• Consigne A: Dans l'extrait sur les jeux de société, quel jeu est cité comme exemple d'achat par carte bancaire qui s'est révélé fructueux ?
• Consigne B: Recopiez fidèlement le passage de l'extrait sur les jeux de société qui va de « Deluxe, connoisseur et » jusqu'à « mes mains ! » inclus.

• Extrait de texte:

☆ ☆ ☆ ☆ ☆

J’en connais qui nient l’existence chez eux d’une pile de la honte !! ils considèrent qu’un jeu non joué se doit d’être revendu immédiatement. Sont-ils fous ou sages ! je vous laisse trancher.
Deluxe, connoisseur et bois de teck
Alors évidemment, il ne s’agit pas d’attraper les mouches avec du vinaigre : le marketing des grands éditeurs a bien compris certaines ficelles de la manière de penser des joueurs/collectionneurs. Des mots clés sont importants afin attirer l’attention de l’amateur, des mots tels que « connoisseur » (notez l’anglicisme), « Deluxe », « édition limitée », « tirage faible »… On les connait, on les reconnait ces termes. On en a mangé lors du KS de Conan, de Batman, de 7th Continent, de Gloomhaven. C’est l’aspect exclusif, du « moment exceptionnel passé entre amis » qui nous a fait sortir la carte bleue et pas toujours l’idée « incroyable et originale » au cœur du jeu. Aussi cette idée un peu snobinarde d’être dans le camp de ceux qui ont eu le jeu en premier ! J’en étais Môssieurs, je tenais la boite dans mes mains !
Je les connais aussi, les « pimpers », ceux qui éclusent Etsy à la recherche du playmat ultime ou des pièces en métal que l’éditeur n’a pas jugé bon de publier. Ceux qui passent leurs week-ends à sleever compulsivement (et en double layer) les cartes des jeux qu’ils ne sortiront qu’une fois et qui s’avèrera probablement « bof au mieux, nul au pire ». Notez bien que certains éditeurs ont abusé, je pense notamment aux fils de Babel qui ont mis sur le marché un « Terraforming Mars » dont les composants ne souffrent pas les éternuements ou les Parkinsoniens (les vrais sachent). Mais cela a permis à certains détenteurs d’imprimante 3D de financer leurs hobbys.
Personnellement, je ne suis pas amer, certains coups de CB ont été fructueux, je pense à « Scythe » notamment.

☆ ☆ ☆ ☆ ☆

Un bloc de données
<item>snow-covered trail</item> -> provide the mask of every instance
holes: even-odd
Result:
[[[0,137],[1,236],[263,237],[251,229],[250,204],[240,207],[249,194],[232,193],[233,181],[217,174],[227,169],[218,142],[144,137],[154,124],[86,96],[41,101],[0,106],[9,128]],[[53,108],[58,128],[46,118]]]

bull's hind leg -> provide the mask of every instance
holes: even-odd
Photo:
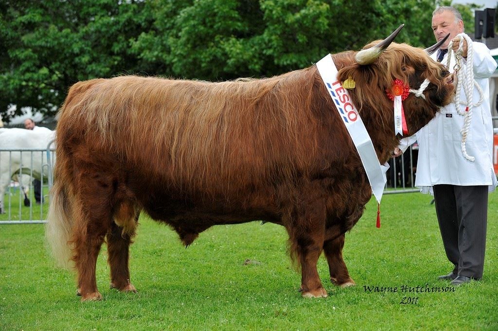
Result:
[[[107,234],[107,248],[111,266],[111,287],[122,292],[136,292],[130,282],[129,245],[135,235],[139,212],[132,204],[123,203],[114,215],[114,222]]]
[[[355,285],[355,281],[349,276],[343,259],[345,236],[343,234],[335,239],[326,241],[323,244],[323,250],[330,271],[330,281],[341,287]]]
[[[95,269],[100,248],[111,227],[113,186],[110,176],[92,172],[91,166],[83,166],[78,171],[75,188],[73,259],[78,273],[78,294],[85,301],[102,298],[97,287]]]
[[[305,298],[327,296],[317,269],[318,258],[323,248],[325,231],[324,211],[322,217],[320,217],[322,214],[320,211],[307,211],[308,215],[300,217],[296,224],[287,229],[291,252],[301,265],[300,291]]]

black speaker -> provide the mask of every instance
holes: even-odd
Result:
[[[484,9],[484,22],[483,26],[484,38],[495,38],[495,15],[496,9],[487,8]]]
[[[476,31],[474,39],[480,39],[483,37],[483,27],[484,26],[484,10],[476,10],[474,12],[475,16]]]

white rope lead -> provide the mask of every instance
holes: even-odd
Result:
[[[478,107],[481,105],[484,100],[484,94],[483,90],[479,86],[479,84],[474,79],[474,69],[472,63],[474,60],[474,47],[473,47],[472,40],[467,34],[464,33],[459,33],[457,37],[460,38],[460,42],[458,44],[458,49],[455,52],[455,57],[457,60],[457,65],[455,66],[455,71],[457,72],[457,77],[458,82],[457,84],[457,88],[455,95],[455,107],[457,110],[457,112],[459,115],[464,116],[464,126],[460,130],[460,133],[462,134],[462,154],[465,159],[471,162],[474,162],[476,158],[470,156],[467,153],[466,144],[467,143],[467,137],[469,135],[469,130],[470,129],[471,121],[472,119],[472,108]],[[467,63],[470,65],[466,66],[465,72],[464,70],[460,70],[460,60],[462,58],[462,54],[463,53],[464,39],[467,42]],[[453,41],[450,41],[448,45],[448,59],[446,62],[446,67],[449,69],[450,62],[451,61],[451,52],[453,51],[452,48],[453,46]],[[479,92],[479,101],[475,103],[472,103],[474,94],[474,86],[475,86],[477,90]],[[464,92],[465,93],[465,97],[467,101],[460,101],[460,93],[462,91],[462,87],[464,88]],[[462,110],[460,105],[463,104],[465,106],[465,109]]]
[[[430,82],[427,79],[425,79],[422,83],[420,84],[420,87],[419,87],[418,89],[413,89],[412,88],[410,89],[410,91],[415,94],[415,96],[417,98],[421,97],[424,100],[425,100],[425,95],[423,94],[423,92],[427,86],[429,86],[429,83]]]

☆ ☆ ☆ ☆ ☆

• Solution proposée A: « Scythe »

• Solution proposée B:
Deluxe, connoisseur et bois de teck
Alors évidemment, il ne s’agit pas d’attraper les mouches avec du vinaigre : le marketing des grands éditeurs a bien compris certaines ficelles de la manière de penser des joueurs/collectionneurs. Des mots clés sont importants afin attirer l’attention de l’amateur, des mots tels que « connoisseur » (notez l’anglicisme), « Deluxe », « édition limitée », « tirage faible »… On les connait, on les reconnait ces termes. On en a mangé lors du KS de Conan, de Batman, de 7th Continent, de Gloomhaven. C’est l’aspect exclusif, du « moment exceptionnel passé entre amis » qui nous a fait sortir la carte bleue et pas toujours l’idée « incroyable et originale » au cœur du jeu. Aussi cette idée un peu snobinarde d’être dans le camp de ceux qui ont eu le jeu en premier ! J’en étais Môssieurs, je tenais la boite dans mes mains !